:: PAGE TEXT ::

The biggest offender is "though." Read through this post, and you'll start to notice all of the places where I use "though" where it's not really needed (I've left this post stream of thought for me just so that this will be evident). While I was finishing the novel and wrote 27k words in two days, it became evident to me that I abuse that word, and so I thought it would be funny if I kept track of just how many times I removed it as I edited. So far, I've removed it an average of more than once per page; a page I did yesterday I removed it a terrifying 6 times. In ONE PAGE (okay, sure, my pages are pretty compressed, but still!!). Other offenders include "just," "vaguely," "slightly," "maybe," "seems," ""somehow," "even," "very," "appeared," "pretty," "really," and "apparently." There are plenty more, but those are some that spring to mind. Pretty much anything that can slip in and vague up a sentence which should be definitive - almost all sentences should be definitive. I had first draft lines that said things like, "From where Marie stood, it almost appeared as if they might be trying to make an attempt to do something about it." (okay, I made that one up, and it's a little bit of an exaggeration...but not much of one!) I take a perverse pleasure in identifying and demolishing the sentences like that.
I also - unsurprising to anyone who reads my LJ regularly, I suspect - found that I have a tendency to over use dashes; semi-colons are also a problem (occasionally, parentheses are too.)
(Yes, I wrote the last sentence like that entirely on purpose. ;) )

:::
:: GIVEN RECORDS ::

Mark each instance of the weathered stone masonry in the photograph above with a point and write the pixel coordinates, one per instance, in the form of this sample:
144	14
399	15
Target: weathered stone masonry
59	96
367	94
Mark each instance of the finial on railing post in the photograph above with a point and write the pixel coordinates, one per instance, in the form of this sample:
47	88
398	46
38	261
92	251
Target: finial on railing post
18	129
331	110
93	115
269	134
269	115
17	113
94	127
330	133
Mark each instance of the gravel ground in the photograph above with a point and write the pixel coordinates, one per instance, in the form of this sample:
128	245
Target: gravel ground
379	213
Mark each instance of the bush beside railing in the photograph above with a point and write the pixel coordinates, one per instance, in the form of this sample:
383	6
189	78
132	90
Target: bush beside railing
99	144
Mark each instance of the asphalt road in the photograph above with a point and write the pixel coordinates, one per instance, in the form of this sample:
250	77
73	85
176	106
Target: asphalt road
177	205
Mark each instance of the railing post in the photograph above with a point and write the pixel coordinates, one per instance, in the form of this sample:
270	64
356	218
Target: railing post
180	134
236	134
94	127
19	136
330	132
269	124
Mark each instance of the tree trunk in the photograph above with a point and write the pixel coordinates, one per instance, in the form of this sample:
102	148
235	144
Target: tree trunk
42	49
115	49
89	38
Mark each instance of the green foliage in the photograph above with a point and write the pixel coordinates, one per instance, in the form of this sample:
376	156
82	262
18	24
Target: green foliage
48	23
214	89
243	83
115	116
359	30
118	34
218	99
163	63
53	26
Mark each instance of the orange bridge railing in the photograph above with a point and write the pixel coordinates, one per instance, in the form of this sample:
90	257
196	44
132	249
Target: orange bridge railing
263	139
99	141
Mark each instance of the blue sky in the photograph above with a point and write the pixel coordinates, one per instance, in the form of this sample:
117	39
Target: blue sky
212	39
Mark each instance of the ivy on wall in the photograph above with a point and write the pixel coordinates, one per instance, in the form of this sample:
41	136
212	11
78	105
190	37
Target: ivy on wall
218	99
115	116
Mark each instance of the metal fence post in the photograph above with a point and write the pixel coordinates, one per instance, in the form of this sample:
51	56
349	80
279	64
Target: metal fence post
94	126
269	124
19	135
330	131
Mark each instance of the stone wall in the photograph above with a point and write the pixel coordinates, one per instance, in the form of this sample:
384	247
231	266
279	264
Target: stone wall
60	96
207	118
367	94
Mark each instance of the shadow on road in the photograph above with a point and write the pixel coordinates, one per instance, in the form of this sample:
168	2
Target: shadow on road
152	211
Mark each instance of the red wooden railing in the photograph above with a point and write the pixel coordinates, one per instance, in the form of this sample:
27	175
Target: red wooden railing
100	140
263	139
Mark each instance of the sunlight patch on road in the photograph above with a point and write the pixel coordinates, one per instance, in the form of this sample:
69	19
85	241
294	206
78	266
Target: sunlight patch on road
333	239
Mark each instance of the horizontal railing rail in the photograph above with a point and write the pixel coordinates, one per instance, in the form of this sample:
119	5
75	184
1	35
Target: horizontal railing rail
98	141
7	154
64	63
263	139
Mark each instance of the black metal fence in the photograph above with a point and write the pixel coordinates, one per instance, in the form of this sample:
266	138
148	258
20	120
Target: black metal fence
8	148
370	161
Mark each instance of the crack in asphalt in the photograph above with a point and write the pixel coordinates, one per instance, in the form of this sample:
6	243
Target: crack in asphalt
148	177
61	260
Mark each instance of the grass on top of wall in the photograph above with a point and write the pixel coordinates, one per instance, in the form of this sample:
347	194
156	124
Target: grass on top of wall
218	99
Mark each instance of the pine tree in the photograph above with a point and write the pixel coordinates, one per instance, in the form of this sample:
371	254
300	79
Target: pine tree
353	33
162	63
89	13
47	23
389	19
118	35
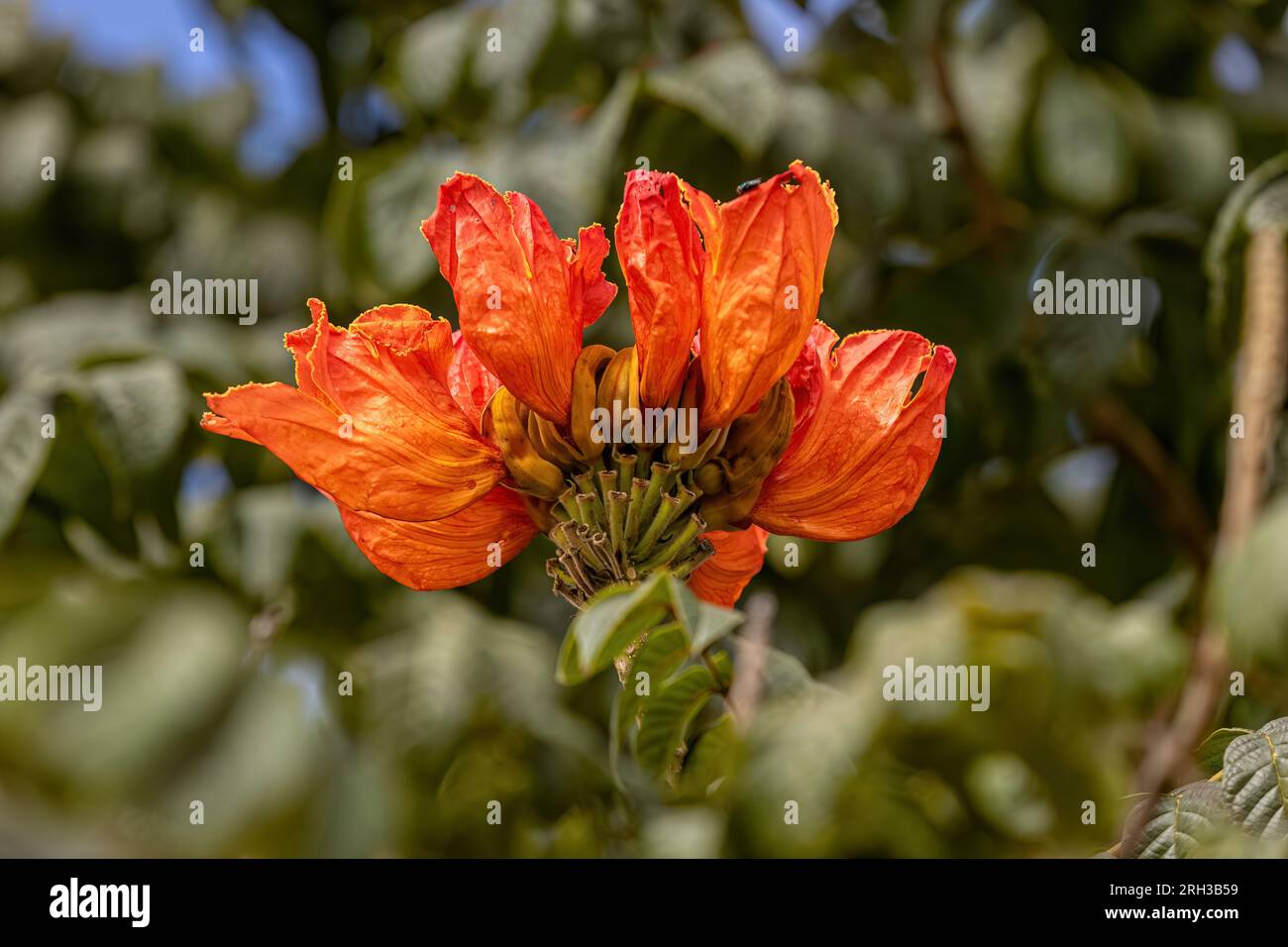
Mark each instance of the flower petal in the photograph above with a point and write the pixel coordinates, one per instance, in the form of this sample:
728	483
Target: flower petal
523	295
861	462
372	425
450	552
765	257
472	384
738	558
662	260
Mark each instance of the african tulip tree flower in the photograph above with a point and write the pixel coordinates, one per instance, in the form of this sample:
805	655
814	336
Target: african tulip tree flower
447	453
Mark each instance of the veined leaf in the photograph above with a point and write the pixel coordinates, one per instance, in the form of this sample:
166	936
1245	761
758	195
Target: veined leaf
704	622
662	652
670	710
711	759
1254	780
22	453
1211	754
608	624
1181	821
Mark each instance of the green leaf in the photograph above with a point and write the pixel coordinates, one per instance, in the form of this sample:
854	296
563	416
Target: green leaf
1249	595
1227	227
1254	780
141	407
662	652
669	712
704	622
1211	754
433	54
1083	157
711	759
22	453
1181	821
732	88
608	624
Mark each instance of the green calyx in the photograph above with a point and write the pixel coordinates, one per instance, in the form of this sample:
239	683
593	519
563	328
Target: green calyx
614	526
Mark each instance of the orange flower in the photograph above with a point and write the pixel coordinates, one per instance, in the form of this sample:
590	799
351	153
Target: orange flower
447	453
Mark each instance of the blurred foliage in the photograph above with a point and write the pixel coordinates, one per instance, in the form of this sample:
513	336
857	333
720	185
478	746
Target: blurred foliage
223	663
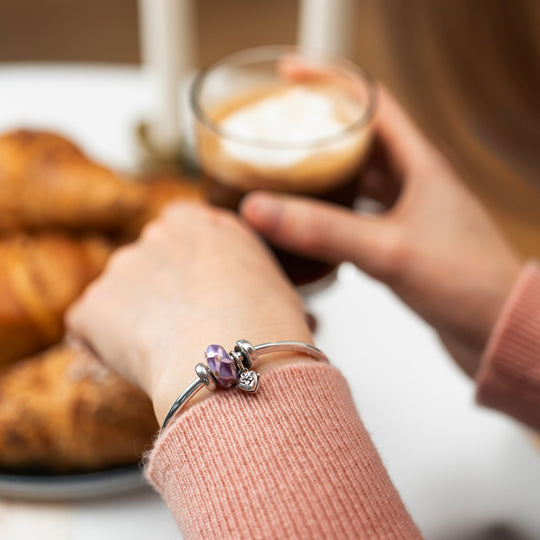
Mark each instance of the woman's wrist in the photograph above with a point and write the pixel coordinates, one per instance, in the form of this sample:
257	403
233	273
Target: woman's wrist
174	375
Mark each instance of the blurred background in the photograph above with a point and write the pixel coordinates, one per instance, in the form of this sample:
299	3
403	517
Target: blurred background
468	72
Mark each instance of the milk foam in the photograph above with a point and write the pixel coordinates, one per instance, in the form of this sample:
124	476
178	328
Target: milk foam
297	116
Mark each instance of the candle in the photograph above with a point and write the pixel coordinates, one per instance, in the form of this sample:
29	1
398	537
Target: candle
166	28
327	25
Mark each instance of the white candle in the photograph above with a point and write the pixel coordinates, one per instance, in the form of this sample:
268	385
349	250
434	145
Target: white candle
167	33
327	25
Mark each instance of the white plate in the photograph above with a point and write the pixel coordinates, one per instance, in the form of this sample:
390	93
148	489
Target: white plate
70	487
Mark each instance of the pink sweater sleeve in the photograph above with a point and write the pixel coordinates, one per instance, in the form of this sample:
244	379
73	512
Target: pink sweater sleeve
509	375
292	461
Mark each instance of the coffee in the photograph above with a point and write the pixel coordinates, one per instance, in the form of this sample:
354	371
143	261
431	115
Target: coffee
306	138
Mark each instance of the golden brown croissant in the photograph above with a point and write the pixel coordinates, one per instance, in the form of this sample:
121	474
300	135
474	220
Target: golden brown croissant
64	411
46	181
39	278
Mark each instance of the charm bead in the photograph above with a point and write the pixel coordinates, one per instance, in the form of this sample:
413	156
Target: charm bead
221	365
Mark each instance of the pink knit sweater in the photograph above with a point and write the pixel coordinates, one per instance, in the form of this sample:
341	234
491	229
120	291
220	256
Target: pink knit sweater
295	460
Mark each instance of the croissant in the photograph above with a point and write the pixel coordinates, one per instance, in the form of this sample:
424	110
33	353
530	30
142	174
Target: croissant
39	278
63	411
46	181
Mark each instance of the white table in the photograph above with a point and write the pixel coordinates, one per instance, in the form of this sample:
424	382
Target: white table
464	472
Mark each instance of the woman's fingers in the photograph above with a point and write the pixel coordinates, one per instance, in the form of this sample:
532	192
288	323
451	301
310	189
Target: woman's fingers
320	230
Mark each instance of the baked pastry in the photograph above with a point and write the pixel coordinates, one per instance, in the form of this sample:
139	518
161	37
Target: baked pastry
46	181
61	216
40	276
63	411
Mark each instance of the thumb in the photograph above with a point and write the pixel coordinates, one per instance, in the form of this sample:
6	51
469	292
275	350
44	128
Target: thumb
322	231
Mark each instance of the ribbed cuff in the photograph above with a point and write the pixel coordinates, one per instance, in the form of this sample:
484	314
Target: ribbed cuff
292	461
509	374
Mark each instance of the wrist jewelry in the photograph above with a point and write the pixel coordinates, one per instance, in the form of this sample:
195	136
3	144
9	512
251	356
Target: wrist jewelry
235	368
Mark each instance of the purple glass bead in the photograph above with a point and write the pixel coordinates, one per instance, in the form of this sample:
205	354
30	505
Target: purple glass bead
221	365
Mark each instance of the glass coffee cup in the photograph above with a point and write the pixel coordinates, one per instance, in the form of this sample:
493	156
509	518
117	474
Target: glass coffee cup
277	118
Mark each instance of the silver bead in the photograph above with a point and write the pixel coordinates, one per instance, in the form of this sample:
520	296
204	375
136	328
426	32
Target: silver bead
206	376
248	352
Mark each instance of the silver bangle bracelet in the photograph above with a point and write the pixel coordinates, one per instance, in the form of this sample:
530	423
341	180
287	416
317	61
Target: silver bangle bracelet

:::

DO THIS:
Transcribe the post on overused words between "I also - unsurprising" and "parentheses are too.)", inclusive.

EXERCISE SOLUTION:
I also - unsurprising to anyone who reads my LJ regularly, I suspect - found that I have a tendency to over use dashes; semi-colons are also a problem (occasionally, parentheses are too.)